• **Objective**: Copy out every one of the rows below, substituting "snug box" wherever "tight box" appears and keeping everything else the same.

[Stored dataset items]
Start

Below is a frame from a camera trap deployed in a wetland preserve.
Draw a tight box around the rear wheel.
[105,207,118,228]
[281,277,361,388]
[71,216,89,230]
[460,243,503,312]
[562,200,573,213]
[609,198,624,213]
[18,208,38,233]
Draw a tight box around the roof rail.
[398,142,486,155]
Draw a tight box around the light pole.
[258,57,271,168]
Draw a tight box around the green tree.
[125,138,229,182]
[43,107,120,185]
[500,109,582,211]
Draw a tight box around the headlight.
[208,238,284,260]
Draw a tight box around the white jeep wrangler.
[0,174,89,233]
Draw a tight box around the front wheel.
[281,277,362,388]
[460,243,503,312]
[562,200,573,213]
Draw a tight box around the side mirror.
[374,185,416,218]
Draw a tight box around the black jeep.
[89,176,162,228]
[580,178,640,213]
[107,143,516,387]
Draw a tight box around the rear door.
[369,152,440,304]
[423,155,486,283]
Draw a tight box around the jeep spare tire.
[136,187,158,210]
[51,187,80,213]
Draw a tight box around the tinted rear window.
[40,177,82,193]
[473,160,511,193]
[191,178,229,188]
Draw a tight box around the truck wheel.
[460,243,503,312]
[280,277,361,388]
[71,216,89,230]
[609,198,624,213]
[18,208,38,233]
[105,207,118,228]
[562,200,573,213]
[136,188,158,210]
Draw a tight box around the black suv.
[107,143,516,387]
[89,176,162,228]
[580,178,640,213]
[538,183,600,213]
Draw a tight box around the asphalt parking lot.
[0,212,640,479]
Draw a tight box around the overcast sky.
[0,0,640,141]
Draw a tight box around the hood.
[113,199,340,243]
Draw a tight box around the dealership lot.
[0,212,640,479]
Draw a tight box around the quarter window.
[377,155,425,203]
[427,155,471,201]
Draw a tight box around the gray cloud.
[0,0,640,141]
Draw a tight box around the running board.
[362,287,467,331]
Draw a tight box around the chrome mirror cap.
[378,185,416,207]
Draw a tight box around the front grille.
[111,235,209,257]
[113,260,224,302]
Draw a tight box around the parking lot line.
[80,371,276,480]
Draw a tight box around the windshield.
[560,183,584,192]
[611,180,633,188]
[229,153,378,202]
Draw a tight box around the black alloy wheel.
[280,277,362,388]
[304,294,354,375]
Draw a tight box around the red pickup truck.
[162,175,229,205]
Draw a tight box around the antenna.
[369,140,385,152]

End

• **Worked solution**:
Below is a frame from a camera trap deployed in a wetland preserve.
Draw a snug box around the rear wheel.
[105,207,118,228]
[281,277,361,388]
[71,216,89,230]
[460,243,503,312]
[562,200,573,213]
[609,198,624,213]
[18,208,38,233]
Draw a snug box around the roof rail.
[398,142,486,155]
Draw a snug box around the light pole.
[258,57,271,168]
Draw a snug box around the green tree.
[125,138,229,182]
[43,107,120,185]
[500,109,582,211]
Draw a snug box around the headlight.
[208,238,284,260]
Draw a snug box around the white jeep wrangler.
[0,174,89,233]
Draw a snug box around the front wheel.
[281,277,362,388]
[460,243,503,312]
[562,200,573,213]
Draw a snug box around the side mirror.
[374,185,416,218]
Draw a snug box around the black jeep.
[89,176,162,228]
[580,178,640,213]
[107,143,516,387]
Draw a snug box around the rear door.
[369,152,440,304]
[423,155,486,283]
Draw a snug box around the jeep spare tire.
[136,187,158,210]
[51,187,80,213]
Draw a snug box around the tinted rear window.
[40,177,82,193]
[473,160,511,193]
[191,178,229,188]
Draw a snug box around the truck wheel.
[460,243,503,312]
[280,277,361,388]
[71,216,89,230]
[609,198,624,213]
[18,208,38,233]
[105,207,118,228]
[562,200,573,213]
[136,188,158,210]
Draw a snug box around the black suv.
[107,143,516,387]
[89,176,162,228]
[580,178,640,213]
[538,183,600,213]
Draw a snug box around the asphalt parking lot.
[0,212,640,479]
Draw a snug box around the overcast sky.
[0,0,640,141]
Draw a snug box around the hood.
[113,199,340,243]
Draw a snug box around the dealership lot.
[0,212,640,479]
Draw a snug box around the quarter window.
[377,155,425,203]
[427,155,471,201]
Draw a snug box around the gray cloud.
[0,0,640,141]
Draw a snug box around the running board.
[362,287,467,331]
Draw a snug box around the chrome mirror cap.
[378,185,416,207]
Draw a snug box around the front grille.
[111,235,209,257]
[113,260,224,302]
Draw a snug box around the parking lot line.
[80,371,276,480]
Draw a snug box around the windshield.
[560,183,584,192]
[611,180,633,188]
[229,153,378,202]
Draw a snug box around the black alloy wheel.
[280,277,362,388]
[304,294,354,375]
Draw a snug box around the red pickup truck.
[162,175,229,205]
Draw a snug box around the antenna.
[369,140,385,152]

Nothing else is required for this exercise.